• Document:
☆ ☆ ☆

ANSEL ADAMS: Classic Images
Vernal Fall, Yosemite Valley, California, c. 1948
To learn more about this photograph see the information below. To see a larger view of this image as a PDF file format, click on the image...

Vernal Fall, Yosemite Valley, California, c. 1948 by Ansel Adams

This image is copyrighted by The Ansel Adams Publishing Rights Trust and cannot be printed or reproduced in any way. The use of the photograph is limited to viewing in the context of this web site.

Vernal Fall, Yosemite Valley, California, c. 1948
Plate 23 in Ansel Adams - Classic Images

Sources: Portfolio Three, Yosemite Valley; Ansel Adams- An Autobiography; and Ansel Adams - Classic Images. Please see Bibliography


A. What drew Ansel Adams to the Yosemite Valley?
B. How did Ansel Adams Persuade Presidents to Preserve the Environment?
C. How else was Adams active in protecting the environment?
D. Were the posters he made for environment causes propaganda or art?
E. Is the popularization of the National Parks a cause for environmental concern?
F. Related links in this site


A. What drew Ansel Adams to the Yosemite Valley?
At age fourteen, Ansel visited Yosemite with his family and on the same trip received his first camera. His early snapshots were to be the beginning of fifty years of a creative career in photographing Yosemite and other natural scenes in the United States. One of his first jobs was as a custodian at Yosemite, and as a young man he took strenuous hikes through the mountains, leading many groups and friends to the vistas he loved.

Adams wrote:

"Yosemite Valley, to me, is always a sunrise, a glitter of green and golden wonder in a vast edifice of stone and space. I know of no sculpture, painting, or music that exceeds the compelling spiritual command of the soaring shape of the granite cliff and dome, of patina of light on rock and forest, and of the thunder and whispering of the falling, flowing waters. At first the colossal aspect may dominate; then we perceive and respond to the delicate and persuasive complex of nature.

"After the initial excitement we begin to sense the need to share the living realities of this miraculous place. We may resent the intrusion of urban superficialities. We may be filled with regret that so much has happened to despoil, but we can also respond to the challenge to re-create, to protect, to re-interpet the enduring essence of Yosemite, to re-establish it as a sanctuary from the turmoil of the time.

"Here are worlds of experience beyond the world of the aggressive man, beyond history, and beyond science. The moods and qualities of nature and the revelations of great art are equally difficult to define; we can grasp them only in the depths of our perceptive spirit.

"Each represents, for me, a moment of wonder."

B. How did Ansel Adams Persuade Presidents to Preserve the Environment?

☆ ☆ ☆

• Dataset:
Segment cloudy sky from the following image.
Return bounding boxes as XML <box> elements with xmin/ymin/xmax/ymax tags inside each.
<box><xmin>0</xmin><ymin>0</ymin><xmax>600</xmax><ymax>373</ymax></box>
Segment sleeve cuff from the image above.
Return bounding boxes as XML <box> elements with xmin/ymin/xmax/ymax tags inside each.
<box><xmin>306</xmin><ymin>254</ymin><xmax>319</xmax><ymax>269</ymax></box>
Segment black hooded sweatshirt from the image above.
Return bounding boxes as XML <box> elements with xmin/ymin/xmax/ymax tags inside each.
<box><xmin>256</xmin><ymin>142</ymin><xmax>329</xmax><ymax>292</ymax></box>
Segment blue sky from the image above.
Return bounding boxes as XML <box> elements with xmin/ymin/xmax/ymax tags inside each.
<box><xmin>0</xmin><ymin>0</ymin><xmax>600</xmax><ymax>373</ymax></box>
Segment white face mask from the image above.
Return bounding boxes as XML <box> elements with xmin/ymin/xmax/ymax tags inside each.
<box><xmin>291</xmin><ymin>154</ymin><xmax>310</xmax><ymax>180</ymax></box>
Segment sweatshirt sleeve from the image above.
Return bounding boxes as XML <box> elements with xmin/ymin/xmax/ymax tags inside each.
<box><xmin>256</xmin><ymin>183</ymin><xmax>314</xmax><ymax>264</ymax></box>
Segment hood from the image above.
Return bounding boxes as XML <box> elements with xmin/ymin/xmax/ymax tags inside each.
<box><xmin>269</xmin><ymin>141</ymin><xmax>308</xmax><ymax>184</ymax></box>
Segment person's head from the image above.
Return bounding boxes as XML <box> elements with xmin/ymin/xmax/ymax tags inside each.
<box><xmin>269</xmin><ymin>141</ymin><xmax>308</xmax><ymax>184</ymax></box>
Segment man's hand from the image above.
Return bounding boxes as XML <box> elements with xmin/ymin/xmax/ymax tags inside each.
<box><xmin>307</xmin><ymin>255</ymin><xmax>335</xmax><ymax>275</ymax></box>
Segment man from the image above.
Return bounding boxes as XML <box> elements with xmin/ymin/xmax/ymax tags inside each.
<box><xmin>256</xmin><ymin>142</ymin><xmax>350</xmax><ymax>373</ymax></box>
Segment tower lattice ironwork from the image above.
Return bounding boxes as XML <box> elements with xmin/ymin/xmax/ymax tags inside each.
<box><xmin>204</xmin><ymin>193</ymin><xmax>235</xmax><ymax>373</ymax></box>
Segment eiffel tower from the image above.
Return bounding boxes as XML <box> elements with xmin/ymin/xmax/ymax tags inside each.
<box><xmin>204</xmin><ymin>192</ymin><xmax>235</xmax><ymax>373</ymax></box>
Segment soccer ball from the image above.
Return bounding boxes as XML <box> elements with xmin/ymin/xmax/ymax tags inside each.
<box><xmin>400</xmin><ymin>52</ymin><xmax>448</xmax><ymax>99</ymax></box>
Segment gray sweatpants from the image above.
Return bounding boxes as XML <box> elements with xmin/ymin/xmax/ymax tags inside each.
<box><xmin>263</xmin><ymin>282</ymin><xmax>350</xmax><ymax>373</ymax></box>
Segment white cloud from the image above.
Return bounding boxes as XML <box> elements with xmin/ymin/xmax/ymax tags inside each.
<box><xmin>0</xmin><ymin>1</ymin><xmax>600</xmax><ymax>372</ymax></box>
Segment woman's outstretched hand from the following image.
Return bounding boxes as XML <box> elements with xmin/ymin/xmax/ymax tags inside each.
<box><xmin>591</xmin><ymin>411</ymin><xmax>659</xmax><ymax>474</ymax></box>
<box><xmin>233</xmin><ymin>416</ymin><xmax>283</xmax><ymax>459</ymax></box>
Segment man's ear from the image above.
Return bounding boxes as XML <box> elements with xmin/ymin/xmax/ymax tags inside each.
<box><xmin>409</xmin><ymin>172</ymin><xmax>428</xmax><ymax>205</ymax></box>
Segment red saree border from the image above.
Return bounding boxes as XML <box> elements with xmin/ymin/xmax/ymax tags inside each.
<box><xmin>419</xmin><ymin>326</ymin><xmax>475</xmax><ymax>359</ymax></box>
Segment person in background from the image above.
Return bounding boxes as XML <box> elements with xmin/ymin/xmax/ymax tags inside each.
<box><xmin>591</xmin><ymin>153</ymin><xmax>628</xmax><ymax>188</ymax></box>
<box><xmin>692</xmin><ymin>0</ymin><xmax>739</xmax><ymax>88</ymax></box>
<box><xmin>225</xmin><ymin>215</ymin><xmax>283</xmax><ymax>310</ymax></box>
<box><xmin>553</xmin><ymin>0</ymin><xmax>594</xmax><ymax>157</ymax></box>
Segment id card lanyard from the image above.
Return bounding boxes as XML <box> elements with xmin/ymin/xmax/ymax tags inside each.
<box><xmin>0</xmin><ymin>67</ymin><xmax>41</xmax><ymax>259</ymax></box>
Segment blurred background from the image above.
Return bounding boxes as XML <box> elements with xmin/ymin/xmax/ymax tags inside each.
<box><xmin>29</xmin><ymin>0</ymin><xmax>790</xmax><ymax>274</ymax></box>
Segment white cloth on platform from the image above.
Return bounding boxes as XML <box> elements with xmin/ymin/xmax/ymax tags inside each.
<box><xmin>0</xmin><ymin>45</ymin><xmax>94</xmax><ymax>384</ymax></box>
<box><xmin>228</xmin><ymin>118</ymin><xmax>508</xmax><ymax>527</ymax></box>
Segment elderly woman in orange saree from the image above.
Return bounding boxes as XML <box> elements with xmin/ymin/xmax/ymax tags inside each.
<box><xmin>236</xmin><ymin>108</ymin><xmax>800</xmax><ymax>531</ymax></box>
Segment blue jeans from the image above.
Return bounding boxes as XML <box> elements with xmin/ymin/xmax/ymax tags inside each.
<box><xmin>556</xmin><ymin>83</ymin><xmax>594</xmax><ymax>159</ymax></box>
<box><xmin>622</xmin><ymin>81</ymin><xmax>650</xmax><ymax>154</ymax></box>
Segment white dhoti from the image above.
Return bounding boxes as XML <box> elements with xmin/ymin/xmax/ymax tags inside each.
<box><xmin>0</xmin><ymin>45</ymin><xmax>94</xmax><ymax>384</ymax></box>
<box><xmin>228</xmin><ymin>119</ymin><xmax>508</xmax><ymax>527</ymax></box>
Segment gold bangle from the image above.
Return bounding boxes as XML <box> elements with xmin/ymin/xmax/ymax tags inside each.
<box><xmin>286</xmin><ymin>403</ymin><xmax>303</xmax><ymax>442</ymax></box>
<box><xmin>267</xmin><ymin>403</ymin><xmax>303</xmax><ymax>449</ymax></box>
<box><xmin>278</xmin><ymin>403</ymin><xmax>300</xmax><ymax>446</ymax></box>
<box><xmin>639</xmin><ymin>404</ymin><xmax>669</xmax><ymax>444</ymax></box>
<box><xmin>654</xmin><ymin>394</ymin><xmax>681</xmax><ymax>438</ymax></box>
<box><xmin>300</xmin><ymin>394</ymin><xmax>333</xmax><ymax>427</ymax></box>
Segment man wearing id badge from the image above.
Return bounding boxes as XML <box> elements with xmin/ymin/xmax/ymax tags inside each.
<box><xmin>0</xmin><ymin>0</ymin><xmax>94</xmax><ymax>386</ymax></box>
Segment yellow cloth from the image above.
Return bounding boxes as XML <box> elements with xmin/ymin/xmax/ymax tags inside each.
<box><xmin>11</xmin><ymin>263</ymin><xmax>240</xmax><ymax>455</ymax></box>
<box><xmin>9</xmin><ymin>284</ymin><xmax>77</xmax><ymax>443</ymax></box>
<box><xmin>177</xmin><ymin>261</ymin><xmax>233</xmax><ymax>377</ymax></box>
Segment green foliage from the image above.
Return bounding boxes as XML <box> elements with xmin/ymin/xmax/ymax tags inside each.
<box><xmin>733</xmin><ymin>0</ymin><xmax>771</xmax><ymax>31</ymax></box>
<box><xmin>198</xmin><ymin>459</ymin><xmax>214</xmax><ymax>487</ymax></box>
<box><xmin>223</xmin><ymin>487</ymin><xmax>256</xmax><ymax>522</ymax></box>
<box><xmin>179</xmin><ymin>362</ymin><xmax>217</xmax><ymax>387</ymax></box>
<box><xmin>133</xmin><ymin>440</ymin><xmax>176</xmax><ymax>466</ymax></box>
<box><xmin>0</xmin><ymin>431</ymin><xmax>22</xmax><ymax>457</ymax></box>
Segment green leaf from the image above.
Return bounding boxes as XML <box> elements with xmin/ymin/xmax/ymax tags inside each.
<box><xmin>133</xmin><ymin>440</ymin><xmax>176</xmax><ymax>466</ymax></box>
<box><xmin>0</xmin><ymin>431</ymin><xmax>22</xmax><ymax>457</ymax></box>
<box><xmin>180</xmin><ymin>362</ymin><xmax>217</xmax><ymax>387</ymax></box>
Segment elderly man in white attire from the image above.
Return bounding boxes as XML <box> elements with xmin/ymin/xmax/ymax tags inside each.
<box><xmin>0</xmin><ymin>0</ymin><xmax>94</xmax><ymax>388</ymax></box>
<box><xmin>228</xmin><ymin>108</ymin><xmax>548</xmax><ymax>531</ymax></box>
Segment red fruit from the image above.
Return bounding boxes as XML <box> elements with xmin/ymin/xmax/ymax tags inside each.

☆ ☆ ☆

• Problems:
1. Answer from the Ansel Adams page:
(a) At what age did Adams first visit Yosemite with his family?
(b) What plate number does Vernal Fall carry in Ansel Adams - Classic Images?
(c) Who holds the copyright to the image?
2. Pick up the Ansel Adams page where it stops and continue it.
The lines play no part in this.

• The replies:
1.
(a) Fourteen.
(b) Plate 23.
(c) The Ansel Adams Publishing Rights Trust.

2.
Throughout the second half of his life, Adams "fought an unending series of battles - losing some, winning others - to preserve America for future generations," James Alinder states in Ansel Adams - Classic Images. As soon as Adams was elected to the board of the Sierra Club, he reports in his autobiography, they began the battle to establish the Kings River area as a national park. "An important conference was called in 1936 in Washington, D.C., to discuss the future of both our national and state parks." He traveled to Washington to lobby, using his photographs as a lobbying tool. After the publication of his book in 1938, The Sierra Nevada and the John Muir Trail," which Stieglitz called " truly perfect workmanship," he sent a copy to Secretary of the Interior Harold Ickes, a friend of the environment. Ickes showed the book to President Franklin D. Roosevelt, and in 1940 they joined together to pressure Congress to pass the Kings River National Park bill.

Adams was a man full of passionate conviction for the environment and tried to effect change in any way possible from photographs to publications to personal persuasion. He met with many government officials in power, including Presidents Gerald Ford, and President Jimmy Carter, who presented Adams with a the National Medal of Freedom in 1980. He reluctantly met in 1983 with President Ronald Reagan who Adams believed "had little or no personal interest in the environment or its protection." He considered his Secretary of the Interior, James Watt, "one of the most dangerous government officials in history." The near hour he spent with Reagan was filled with tension and his criticism of the Reagan administration as reported in the Washington Post the next morning, "was reproduced world-wide, not without effect."
...back to top

C. How else was Adams active in protecting the environment?
Adams served for thirty-seven years as board member of The Sierra Club, which by 1980 claimed 400,000 members in fifty chapters. In addition, it is a major publishing house, promotes travel to enjoy nature, and has great political impact.
...back to top

D. Were the posters he made for environment causes propaganda or art?
Many of the photographs Adams took of the parks and the beauty of nature, although not taken for the purpose of making posters with a message, were used, with Adams' permission, to raise awareness regarding the environment.
...back to top

E. Is the popularization of the National Parks a cause for environmental concern?
Adams popularized the parks. In the early 1980s he wrote in his autobiography that now "Yosemite Valley is a national shrine, with millions of people each year coming under its spell." Is the stress of millions of campers going to damage, ironically, the very natural beauty he sought to preserve and make available to Americans.?
...back to top

F. Related links in this site

ANSEL ADAMS: Classic Images
Vernal Fall, Yosemite Valley, California, c. 1948
To learn more about this photograph see the information below. To see a larger view of this image as a PDF file format, click on the image...

Vernal Fall, Yosemite Valley, California, c. 1948 by Ansel Adams

This image is copyrighted by The Ansel Adams Publishing Rights Trust and cannot be printed or reproduced in any way. The use of the photograph is limited to viewing in the context of this web site.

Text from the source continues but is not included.